Optimal QAT bit width for different memory budgets and total training budgets. We use the loss corresponding to the optimal QAT fraction. For training FLOPs, we use the estimation $C \sim 6ND$. The white area corresponds to $D < N$, which is not practically important

QAT accuracy vs full-precision

One perspective to plan QAT from is from the idea "when can we match full-precision performance?" The loss scaling law can help with that! We can compare each specific QAT bit-width for different token counts to full-precision performance. As expected, larger models tolerate lower bit-widths better, which has implications for choosing which bit-width to train.

Difference in perplexity between FP loss scaling law and QAT loss scaling law for two model sizes. For QAT, the loss corresponding to the optimal QAT fraction is used. Values below 0 correspond to QAT performing better than the FP model. It is clearly observed that the ability of QAT to match FP loss is greatly influenced by model size and token count. In particular, larger models are able to tolerate lower QAT precision for higher total token count budgets.

Cooldown & QAT Fusion

Standard training performs learning rate cooldown on the full-precision model, then re-warms the learning rate for QAT. We speculate that those carefully adjusted weights during FP cooldown are almost discarded when quantization is initialized.

We propose cooldown & QAT fusion: skip the FP cooldown phase and perform learning rate decay jointly with QAT instead.

Comparison between two different QAT schemes. In both setups, the QAT fraction is 40%. Red-shaded areas indicate zones with lowered learning rate, which we expect to correspond to minor weight updates that get effectively ignored by QAT initialization. **On the left,** classic QAT scheme visualization: QAT follows fully completed FP training that ends with 20% (of FP training length) learning rate decay. For QAT, the learning rate follows a cosine shape with 5% re-warmup phase. **On the right,** the cooldown & QAT fusion scheme is displayed. QAT starts directly from the constant learning rate stage with small re-warmup, effectively resuming the FP learning rate scheduler as if QAT was not present at all. QAT ends with 20% cooldown (of total training length). As QAT follows the classic FP learning rate recipe with usual cooldown, we call this approach cooldown & QAT fusion

Results

QAT fusion shows good results on 4-bit and 6-bit QAT across different model sizes. We also experimented with lower bits, but gains there were not as evident. We believe this is because for lower bits, the optimal QAT fraction is quite high, which makes the effect from QAT fusion less noticeable.

(Problem to solve): Summarize the passage on quantization-aware training (QAT) in two sentences.

(Given information):

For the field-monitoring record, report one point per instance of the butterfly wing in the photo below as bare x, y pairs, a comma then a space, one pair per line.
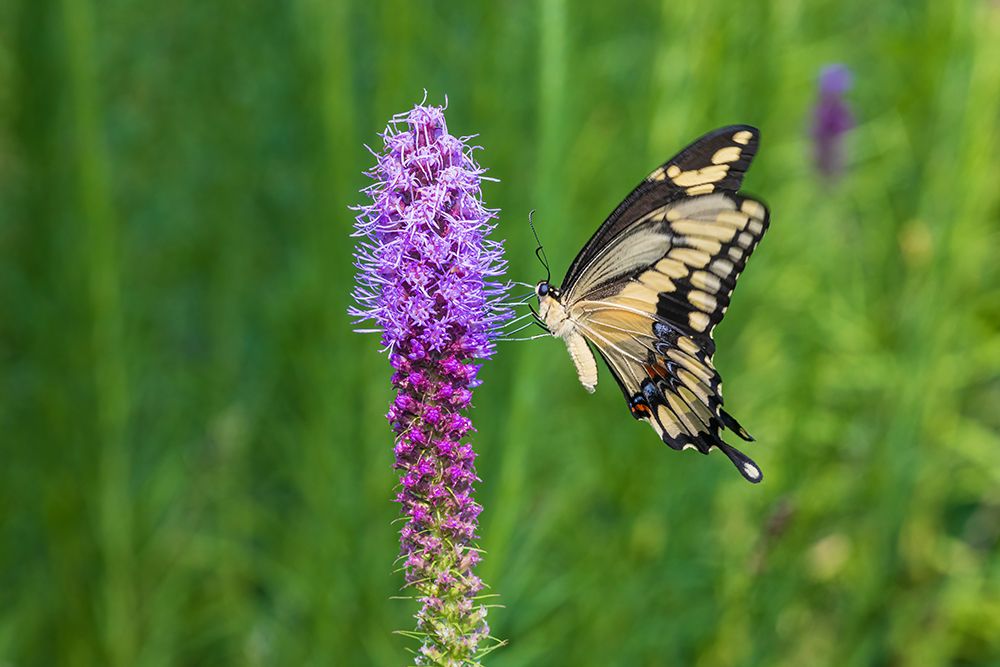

(Exercise answer): A loss scaling law lets each QAT bit width be compared with full-precision performance across token counts, and larger models tolerate lower bit widths better. The proposed cooldown & QAT fusion skips the full-precision learning rate cooldown and performs the decay jointly with QAT instead, giving good results for 4-bit and 6-bit QAT across model sizes, though gains at lower bit widths were less evident.